■ SET PROBLEM: Pull out every line in the listing below that contains the word "riding".

■ SUPPLIED DATA:
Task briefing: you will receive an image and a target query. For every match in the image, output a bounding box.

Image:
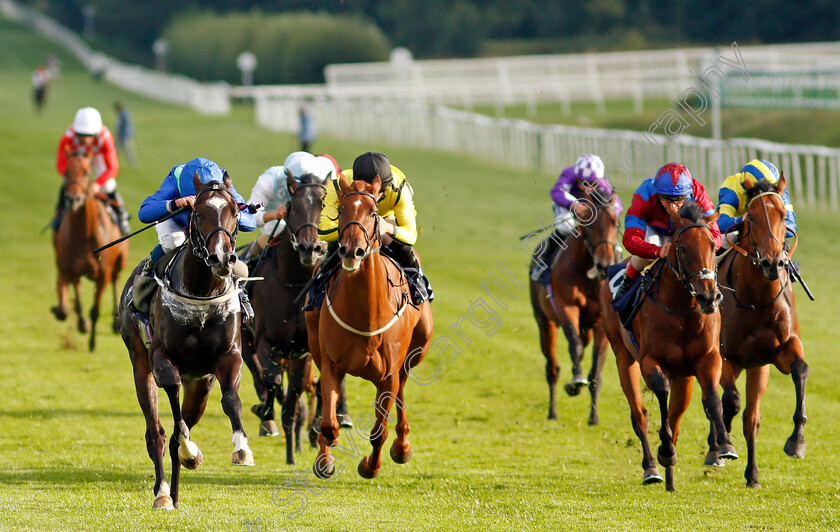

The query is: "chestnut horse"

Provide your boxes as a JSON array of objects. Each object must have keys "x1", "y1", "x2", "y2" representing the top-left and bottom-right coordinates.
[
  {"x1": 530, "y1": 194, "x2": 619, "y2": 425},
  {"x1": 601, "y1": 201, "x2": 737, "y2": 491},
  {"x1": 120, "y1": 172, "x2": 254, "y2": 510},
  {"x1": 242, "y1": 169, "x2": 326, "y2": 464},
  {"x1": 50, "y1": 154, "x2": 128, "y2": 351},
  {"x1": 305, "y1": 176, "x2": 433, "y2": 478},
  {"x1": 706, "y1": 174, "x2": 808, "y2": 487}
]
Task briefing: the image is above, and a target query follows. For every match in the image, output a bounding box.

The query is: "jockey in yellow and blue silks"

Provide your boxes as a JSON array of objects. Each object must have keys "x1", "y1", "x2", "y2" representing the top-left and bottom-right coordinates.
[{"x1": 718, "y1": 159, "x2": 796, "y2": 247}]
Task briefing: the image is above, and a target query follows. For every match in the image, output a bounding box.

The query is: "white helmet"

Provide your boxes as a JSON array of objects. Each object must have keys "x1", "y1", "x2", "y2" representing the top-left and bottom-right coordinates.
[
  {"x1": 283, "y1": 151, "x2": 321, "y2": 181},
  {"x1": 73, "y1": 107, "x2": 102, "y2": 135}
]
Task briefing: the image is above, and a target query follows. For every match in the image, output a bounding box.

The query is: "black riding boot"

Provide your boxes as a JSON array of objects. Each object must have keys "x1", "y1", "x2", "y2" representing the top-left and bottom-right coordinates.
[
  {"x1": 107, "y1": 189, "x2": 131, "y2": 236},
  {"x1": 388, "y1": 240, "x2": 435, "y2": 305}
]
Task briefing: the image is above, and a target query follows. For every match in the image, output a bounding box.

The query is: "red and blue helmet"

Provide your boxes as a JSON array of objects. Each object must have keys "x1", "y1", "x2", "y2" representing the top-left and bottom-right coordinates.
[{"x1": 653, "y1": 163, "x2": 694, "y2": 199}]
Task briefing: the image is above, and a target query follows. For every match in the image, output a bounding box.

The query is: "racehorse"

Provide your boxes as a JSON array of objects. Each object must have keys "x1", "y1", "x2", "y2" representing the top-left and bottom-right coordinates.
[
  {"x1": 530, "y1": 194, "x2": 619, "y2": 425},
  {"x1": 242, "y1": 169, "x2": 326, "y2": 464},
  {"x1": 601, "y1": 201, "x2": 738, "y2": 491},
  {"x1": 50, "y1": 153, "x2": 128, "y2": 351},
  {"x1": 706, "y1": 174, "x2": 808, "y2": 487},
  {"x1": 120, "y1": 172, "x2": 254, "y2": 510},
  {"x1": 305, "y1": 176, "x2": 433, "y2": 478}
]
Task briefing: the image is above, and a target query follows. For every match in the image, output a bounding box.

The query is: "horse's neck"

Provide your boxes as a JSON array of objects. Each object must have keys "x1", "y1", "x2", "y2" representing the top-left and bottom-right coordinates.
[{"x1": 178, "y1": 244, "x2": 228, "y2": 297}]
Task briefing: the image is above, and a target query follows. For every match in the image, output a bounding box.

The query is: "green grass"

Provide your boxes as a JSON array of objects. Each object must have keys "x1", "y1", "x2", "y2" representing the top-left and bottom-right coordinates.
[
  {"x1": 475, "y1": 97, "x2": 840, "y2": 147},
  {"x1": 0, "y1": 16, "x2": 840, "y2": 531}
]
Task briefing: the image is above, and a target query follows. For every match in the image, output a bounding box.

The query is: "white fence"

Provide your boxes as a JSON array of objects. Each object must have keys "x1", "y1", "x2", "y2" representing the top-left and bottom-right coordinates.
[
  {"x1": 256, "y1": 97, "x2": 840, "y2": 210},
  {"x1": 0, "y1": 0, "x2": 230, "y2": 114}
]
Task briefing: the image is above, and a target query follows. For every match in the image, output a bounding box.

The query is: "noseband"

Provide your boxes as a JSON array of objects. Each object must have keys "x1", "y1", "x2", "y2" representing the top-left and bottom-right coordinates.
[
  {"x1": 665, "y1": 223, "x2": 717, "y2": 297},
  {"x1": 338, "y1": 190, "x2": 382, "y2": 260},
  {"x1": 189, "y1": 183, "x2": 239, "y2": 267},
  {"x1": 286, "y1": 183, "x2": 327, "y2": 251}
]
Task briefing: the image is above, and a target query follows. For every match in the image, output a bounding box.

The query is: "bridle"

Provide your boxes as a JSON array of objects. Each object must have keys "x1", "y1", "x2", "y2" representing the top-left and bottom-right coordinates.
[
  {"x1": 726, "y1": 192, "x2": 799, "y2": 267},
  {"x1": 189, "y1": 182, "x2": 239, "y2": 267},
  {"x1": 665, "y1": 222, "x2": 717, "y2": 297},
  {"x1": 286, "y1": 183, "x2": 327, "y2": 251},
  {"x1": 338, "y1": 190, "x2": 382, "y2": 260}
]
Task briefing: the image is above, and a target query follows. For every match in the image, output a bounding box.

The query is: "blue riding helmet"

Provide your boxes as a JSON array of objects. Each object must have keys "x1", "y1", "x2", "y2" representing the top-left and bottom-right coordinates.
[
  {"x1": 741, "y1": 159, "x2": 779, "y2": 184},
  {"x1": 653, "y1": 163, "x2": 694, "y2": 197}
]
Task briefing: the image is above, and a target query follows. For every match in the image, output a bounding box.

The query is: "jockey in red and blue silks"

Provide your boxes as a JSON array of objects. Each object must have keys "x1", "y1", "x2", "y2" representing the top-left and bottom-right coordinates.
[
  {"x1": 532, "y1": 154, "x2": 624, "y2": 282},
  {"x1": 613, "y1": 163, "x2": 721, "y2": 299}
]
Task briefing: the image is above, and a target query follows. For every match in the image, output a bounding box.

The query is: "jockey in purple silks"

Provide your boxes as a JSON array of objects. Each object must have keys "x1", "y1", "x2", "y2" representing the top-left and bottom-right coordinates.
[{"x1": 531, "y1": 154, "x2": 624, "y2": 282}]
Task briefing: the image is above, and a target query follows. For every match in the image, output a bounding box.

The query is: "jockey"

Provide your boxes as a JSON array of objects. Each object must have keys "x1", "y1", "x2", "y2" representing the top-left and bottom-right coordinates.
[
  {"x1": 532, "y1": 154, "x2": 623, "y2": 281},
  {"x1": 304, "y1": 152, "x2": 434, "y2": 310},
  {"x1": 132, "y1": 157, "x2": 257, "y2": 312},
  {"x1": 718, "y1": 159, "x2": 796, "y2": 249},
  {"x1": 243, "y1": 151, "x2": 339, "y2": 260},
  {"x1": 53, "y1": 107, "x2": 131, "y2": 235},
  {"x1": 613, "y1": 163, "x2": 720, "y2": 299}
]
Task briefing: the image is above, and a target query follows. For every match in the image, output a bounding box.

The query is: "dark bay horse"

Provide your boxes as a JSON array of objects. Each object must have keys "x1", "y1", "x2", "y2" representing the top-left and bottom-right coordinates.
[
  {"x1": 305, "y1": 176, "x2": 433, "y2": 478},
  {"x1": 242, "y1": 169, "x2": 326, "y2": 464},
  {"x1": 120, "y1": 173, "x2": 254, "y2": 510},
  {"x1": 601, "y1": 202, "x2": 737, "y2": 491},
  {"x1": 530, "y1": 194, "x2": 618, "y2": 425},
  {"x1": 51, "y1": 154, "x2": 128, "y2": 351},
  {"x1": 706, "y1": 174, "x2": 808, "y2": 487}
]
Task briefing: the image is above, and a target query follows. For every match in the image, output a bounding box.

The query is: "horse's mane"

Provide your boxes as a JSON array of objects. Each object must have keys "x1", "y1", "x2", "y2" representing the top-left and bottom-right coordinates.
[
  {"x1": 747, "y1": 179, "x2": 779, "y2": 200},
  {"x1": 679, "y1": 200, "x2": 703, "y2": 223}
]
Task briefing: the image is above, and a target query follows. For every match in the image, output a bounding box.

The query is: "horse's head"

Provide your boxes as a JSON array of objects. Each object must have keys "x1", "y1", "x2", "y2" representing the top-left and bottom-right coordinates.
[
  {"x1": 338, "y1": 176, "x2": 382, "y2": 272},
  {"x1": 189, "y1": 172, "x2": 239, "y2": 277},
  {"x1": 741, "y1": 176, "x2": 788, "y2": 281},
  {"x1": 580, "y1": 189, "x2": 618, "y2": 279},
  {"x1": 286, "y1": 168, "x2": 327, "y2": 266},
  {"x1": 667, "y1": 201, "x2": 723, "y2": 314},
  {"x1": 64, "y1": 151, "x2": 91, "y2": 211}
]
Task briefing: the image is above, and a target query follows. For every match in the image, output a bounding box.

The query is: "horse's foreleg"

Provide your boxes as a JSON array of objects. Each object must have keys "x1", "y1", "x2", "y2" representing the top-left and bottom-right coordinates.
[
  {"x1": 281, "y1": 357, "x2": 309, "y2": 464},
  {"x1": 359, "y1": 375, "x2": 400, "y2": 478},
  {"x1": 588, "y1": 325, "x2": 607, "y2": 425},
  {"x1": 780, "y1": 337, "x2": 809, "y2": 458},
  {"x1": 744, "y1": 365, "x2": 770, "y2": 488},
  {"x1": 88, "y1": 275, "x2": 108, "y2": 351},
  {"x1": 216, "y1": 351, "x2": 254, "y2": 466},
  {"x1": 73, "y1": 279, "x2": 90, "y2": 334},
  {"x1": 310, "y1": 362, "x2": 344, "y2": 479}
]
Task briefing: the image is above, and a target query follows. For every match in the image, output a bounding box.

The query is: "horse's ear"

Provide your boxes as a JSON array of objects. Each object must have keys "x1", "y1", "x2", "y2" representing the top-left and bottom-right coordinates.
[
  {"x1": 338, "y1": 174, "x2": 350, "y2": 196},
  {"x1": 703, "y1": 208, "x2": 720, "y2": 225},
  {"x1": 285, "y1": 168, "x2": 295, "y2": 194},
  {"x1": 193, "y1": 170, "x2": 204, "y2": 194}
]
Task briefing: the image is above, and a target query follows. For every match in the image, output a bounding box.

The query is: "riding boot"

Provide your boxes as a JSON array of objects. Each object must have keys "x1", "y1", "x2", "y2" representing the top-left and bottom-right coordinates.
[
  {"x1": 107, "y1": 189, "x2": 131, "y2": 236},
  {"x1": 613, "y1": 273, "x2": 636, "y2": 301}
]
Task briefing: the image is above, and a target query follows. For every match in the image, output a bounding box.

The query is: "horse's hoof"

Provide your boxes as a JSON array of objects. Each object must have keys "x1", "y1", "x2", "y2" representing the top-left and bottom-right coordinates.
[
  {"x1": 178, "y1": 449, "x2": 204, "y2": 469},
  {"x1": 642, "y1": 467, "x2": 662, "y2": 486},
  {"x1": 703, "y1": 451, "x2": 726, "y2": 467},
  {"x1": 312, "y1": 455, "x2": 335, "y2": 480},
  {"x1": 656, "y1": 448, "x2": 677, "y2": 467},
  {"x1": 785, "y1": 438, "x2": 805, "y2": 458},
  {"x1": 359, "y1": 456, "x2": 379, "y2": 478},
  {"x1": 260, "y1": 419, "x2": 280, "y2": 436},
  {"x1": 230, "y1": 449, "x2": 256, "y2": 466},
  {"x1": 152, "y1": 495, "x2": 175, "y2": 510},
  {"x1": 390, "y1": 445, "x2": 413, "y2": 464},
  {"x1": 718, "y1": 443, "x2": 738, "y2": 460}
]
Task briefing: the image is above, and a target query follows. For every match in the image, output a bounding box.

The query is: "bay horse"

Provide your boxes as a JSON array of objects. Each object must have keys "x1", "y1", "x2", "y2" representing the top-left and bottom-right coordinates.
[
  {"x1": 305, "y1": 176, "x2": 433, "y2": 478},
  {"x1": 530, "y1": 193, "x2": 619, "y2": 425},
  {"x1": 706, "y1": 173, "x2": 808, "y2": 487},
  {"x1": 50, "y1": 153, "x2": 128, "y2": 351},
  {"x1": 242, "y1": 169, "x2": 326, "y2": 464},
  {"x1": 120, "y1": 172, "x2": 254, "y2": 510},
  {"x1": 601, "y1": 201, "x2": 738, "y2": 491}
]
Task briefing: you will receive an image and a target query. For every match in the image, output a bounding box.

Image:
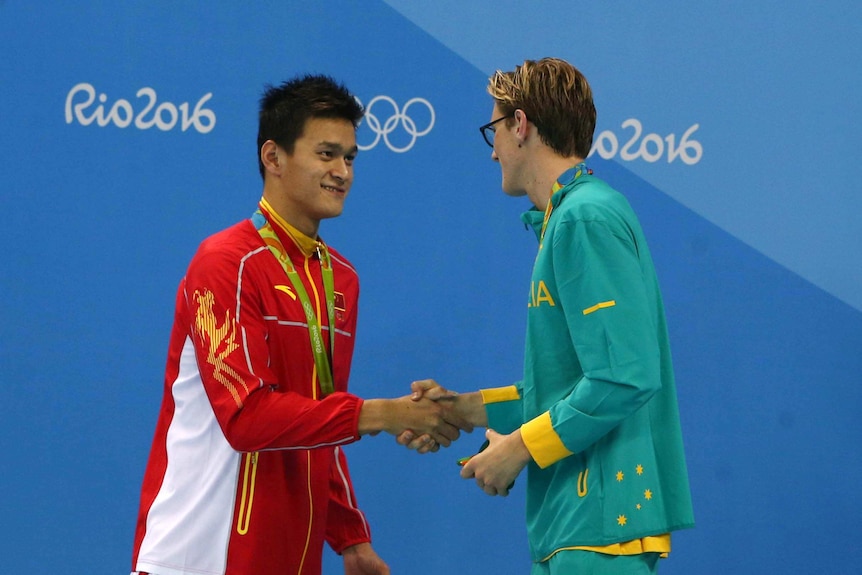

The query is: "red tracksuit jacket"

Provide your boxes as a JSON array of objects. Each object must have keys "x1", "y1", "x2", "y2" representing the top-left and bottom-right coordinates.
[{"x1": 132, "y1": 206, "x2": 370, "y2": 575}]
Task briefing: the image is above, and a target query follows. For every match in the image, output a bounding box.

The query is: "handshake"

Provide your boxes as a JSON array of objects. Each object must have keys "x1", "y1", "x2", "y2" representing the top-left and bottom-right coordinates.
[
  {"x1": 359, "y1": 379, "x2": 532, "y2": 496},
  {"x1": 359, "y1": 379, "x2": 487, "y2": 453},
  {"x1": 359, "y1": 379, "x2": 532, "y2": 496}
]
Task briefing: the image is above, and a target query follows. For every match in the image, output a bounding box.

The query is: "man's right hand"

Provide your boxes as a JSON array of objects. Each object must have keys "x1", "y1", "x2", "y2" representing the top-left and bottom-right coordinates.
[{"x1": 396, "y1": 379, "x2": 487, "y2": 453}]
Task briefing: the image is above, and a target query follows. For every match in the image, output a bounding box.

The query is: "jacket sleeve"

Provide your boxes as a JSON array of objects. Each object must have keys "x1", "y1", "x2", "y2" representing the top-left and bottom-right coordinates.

■ FINAL RESULT:
The query is: "black riding boot"
The query is: "blue riding helmet"
The query is: "riding boot"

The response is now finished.